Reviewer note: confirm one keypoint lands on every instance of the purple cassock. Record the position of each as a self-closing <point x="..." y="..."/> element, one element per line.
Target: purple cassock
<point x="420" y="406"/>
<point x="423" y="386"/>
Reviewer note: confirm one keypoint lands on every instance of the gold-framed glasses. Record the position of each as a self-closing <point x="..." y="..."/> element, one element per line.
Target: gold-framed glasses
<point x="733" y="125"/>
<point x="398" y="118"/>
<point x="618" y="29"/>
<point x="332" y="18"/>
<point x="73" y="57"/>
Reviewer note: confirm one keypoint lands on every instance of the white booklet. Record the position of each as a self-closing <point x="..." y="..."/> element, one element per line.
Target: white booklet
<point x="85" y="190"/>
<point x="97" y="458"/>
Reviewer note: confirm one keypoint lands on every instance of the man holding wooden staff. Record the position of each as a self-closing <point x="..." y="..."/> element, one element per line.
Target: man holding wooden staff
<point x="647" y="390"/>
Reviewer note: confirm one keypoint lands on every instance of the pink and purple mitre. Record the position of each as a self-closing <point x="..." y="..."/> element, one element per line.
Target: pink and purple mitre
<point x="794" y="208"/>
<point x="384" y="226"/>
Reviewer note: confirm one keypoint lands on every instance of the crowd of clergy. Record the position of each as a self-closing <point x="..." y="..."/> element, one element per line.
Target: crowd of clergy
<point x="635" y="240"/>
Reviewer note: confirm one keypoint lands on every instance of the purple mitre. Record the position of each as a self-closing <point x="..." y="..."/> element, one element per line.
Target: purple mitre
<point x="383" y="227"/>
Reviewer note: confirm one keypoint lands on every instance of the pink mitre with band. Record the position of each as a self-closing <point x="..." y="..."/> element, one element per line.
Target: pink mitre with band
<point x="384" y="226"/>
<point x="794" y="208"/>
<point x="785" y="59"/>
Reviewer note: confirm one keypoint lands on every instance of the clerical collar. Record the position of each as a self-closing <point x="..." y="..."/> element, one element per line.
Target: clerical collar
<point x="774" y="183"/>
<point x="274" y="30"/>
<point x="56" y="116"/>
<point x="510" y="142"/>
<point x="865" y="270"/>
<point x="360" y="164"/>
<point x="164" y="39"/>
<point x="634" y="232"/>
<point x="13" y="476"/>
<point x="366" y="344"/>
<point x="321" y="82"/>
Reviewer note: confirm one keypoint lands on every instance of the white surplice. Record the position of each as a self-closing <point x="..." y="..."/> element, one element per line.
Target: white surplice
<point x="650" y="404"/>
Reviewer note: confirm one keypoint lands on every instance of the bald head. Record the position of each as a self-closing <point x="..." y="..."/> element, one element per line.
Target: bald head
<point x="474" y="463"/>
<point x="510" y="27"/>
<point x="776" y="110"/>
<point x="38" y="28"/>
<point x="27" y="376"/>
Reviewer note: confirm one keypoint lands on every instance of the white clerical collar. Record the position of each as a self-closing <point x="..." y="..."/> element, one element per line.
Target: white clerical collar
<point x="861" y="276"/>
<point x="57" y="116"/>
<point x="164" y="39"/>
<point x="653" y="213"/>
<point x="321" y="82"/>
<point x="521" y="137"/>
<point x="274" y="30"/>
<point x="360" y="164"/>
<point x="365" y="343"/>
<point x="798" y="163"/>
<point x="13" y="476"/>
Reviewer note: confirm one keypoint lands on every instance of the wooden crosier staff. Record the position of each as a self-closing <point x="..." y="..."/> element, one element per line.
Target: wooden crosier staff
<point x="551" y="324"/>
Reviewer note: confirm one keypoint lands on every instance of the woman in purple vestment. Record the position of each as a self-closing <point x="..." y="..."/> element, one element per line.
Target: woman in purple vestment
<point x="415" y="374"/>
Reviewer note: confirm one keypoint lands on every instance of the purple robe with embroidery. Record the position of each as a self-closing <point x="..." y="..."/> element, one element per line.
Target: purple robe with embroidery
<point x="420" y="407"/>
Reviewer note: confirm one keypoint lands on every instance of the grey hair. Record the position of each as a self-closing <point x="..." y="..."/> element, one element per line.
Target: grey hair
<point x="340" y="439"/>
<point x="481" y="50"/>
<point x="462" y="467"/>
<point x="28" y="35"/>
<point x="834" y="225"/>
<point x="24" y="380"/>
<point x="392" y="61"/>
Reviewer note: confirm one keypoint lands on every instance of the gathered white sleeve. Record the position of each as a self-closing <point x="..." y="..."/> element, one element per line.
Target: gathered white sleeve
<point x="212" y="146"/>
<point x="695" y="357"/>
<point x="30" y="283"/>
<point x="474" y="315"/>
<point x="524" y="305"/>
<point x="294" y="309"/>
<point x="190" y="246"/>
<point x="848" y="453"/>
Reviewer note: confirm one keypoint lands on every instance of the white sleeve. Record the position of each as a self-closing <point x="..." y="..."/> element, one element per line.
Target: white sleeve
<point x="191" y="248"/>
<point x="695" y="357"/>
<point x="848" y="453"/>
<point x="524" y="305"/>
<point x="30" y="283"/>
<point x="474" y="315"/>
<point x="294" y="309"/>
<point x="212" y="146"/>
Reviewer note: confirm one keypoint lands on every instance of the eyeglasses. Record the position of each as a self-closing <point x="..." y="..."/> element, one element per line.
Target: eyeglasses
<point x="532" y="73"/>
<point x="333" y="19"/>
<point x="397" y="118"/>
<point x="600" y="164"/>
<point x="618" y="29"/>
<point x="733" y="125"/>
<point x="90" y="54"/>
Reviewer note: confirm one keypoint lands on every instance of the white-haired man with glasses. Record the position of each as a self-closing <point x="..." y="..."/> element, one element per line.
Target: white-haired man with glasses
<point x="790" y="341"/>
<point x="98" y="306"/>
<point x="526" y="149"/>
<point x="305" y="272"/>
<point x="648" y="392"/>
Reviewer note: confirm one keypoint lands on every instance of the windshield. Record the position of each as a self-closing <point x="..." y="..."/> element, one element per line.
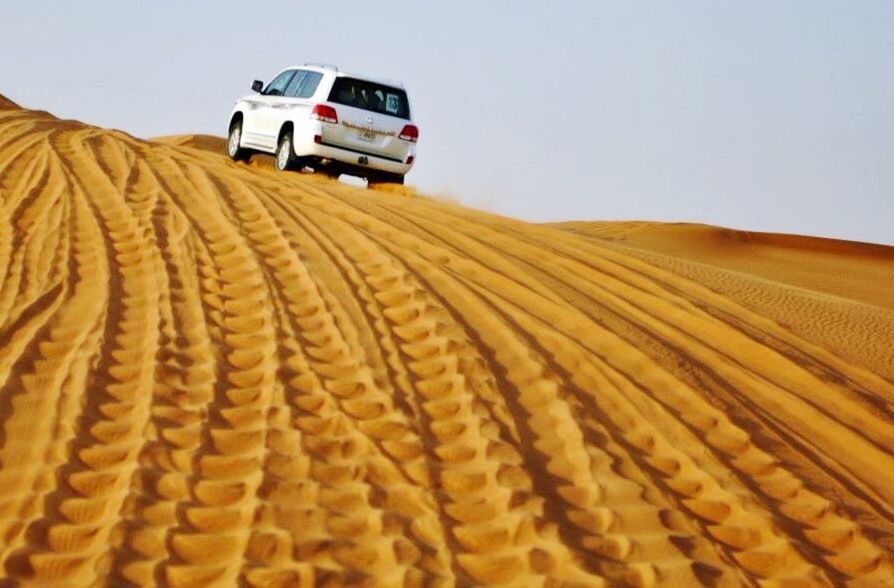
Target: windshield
<point x="370" y="96"/>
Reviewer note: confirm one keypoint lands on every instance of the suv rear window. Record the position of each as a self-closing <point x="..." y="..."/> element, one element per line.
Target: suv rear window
<point x="370" y="96"/>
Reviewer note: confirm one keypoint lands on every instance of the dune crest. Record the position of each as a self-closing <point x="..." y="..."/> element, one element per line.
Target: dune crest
<point x="213" y="374"/>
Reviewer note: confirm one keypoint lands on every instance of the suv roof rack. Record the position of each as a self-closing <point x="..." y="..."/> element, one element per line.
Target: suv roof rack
<point x="323" y="65"/>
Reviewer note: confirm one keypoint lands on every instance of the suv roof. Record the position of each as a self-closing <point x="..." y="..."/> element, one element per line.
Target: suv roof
<point x="325" y="67"/>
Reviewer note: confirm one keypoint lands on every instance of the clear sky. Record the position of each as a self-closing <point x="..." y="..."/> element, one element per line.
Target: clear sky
<point x="764" y="115"/>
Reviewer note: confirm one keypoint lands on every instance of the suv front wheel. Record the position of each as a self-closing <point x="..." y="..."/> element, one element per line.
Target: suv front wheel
<point x="236" y="152"/>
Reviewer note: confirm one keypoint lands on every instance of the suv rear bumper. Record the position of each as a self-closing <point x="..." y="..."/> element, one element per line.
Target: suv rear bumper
<point x="351" y="159"/>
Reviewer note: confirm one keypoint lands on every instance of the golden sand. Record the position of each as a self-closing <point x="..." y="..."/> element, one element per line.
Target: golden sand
<point x="213" y="374"/>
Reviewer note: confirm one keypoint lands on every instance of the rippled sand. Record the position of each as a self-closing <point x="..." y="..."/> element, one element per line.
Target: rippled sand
<point x="211" y="373"/>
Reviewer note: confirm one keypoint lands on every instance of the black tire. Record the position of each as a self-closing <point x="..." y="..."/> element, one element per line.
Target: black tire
<point x="384" y="178"/>
<point x="235" y="151"/>
<point x="285" y="153"/>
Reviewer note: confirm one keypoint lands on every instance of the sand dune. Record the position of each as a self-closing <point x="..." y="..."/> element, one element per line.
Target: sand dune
<point x="213" y="374"/>
<point x="837" y="294"/>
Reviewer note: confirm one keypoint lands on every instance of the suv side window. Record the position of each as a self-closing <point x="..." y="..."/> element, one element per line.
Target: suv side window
<point x="309" y="85"/>
<point x="279" y="83"/>
<point x="295" y="84"/>
<point x="304" y="84"/>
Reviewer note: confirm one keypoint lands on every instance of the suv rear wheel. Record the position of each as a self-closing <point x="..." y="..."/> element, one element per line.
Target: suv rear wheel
<point x="285" y="155"/>
<point x="384" y="178"/>
<point x="236" y="152"/>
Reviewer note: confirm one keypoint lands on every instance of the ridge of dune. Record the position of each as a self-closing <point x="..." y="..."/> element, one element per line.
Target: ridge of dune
<point x="213" y="374"/>
<point x="834" y="293"/>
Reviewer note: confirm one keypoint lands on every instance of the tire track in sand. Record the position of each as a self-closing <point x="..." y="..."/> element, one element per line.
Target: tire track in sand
<point x="214" y="374"/>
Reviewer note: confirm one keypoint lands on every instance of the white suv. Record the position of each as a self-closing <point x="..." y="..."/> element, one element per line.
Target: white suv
<point x="317" y="116"/>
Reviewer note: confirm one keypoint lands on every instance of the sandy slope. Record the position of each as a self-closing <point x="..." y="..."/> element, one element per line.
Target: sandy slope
<point x="212" y="373"/>
<point x="838" y="294"/>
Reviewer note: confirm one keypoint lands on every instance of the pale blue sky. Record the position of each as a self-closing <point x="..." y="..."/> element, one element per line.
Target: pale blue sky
<point x="775" y="116"/>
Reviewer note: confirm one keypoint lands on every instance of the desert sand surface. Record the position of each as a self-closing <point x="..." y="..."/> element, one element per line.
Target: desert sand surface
<point x="839" y="294"/>
<point x="214" y="374"/>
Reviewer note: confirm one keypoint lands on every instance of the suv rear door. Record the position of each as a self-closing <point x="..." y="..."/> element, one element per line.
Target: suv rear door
<point x="371" y="117"/>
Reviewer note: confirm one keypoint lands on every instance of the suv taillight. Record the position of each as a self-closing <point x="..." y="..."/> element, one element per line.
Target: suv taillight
<point x="324" y="113"/>
<point x="410" y="133"/>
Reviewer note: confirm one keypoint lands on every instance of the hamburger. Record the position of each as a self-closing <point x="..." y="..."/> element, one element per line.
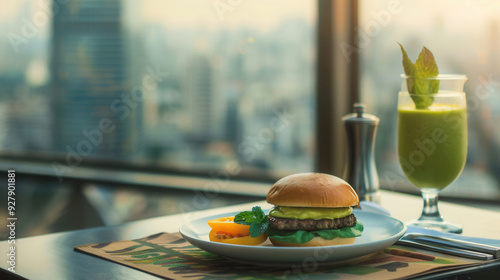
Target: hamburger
<point x="312" y="209"/>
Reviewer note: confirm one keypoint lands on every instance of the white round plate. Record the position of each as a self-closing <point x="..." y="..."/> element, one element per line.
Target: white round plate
<point x="380" y="231"/>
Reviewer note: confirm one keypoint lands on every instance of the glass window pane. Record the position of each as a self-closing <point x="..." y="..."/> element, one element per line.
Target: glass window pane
<point x="189" y="85"/>
<point x="464" y="37"/>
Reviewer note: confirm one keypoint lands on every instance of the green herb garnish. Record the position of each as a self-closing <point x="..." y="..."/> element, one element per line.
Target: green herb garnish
<point x="256" y="219"/>
<point x="418" y="81"/>
<point x="303" y="236"/>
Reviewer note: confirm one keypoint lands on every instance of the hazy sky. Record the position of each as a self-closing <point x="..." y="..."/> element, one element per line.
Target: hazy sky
<point x="259" y="14"/>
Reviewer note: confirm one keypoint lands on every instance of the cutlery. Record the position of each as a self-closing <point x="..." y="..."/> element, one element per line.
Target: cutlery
<point x="461" y="244"/>
<point x="445" y="250"/>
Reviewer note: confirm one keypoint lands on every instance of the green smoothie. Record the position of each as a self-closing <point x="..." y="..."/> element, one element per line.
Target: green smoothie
<point x="432" y="144"/>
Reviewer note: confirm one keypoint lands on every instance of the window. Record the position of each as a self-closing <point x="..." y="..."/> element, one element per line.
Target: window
<point x="464" y="37"/>
<point x="177" y="85"/>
★ ★ ★ ★ ★ ★ ★
● **Your task**:
Find the line containing "the green herb", then output it and every line after it to the end of the data, exactly.

● **Solved exercise**:
Reviewer note: confirm one keypoint lands on every instance of the green herb garnish. Record the position of each as a self-closing <point x="..." y="..."/> element, one element per line.
Target: green herb garnish
<point x="256" y="219"/>
<point x="418" y="81"/>
<point x="303" y="236"/>
Reviewer note: confirm one keypoint lands on every instance of the hazy sky. Record the position of each as a self-closing <point x="..." y="..."/> element, one element per line.
Target: hazy sky
<point x="259" y="14"/>
Reviewer note: confirm one keypoint lands on every instance of the cutlery. Record the position of each as a self-closing <point x="..." y="..."/> element, one element per line.
Target: cutlery
<point x="461" y="244"/>
<point x="445" y="250"/>
Reviewer note: confirm one keypoint lands on every instance of the green smoothie. Record the position of each as a self-closing <point x="..." y="..."/> element, one element per line.
Target: green smoothie
<point x="432" y="144"/>
Reviewer note: confirm one keypoint lands on every instance of the window. Record the position of each as a self-closing <point x="..." y="..."/> element, one element per line.
Target: window
<point x="464" y="37"/>
<point x="177" y="85"/>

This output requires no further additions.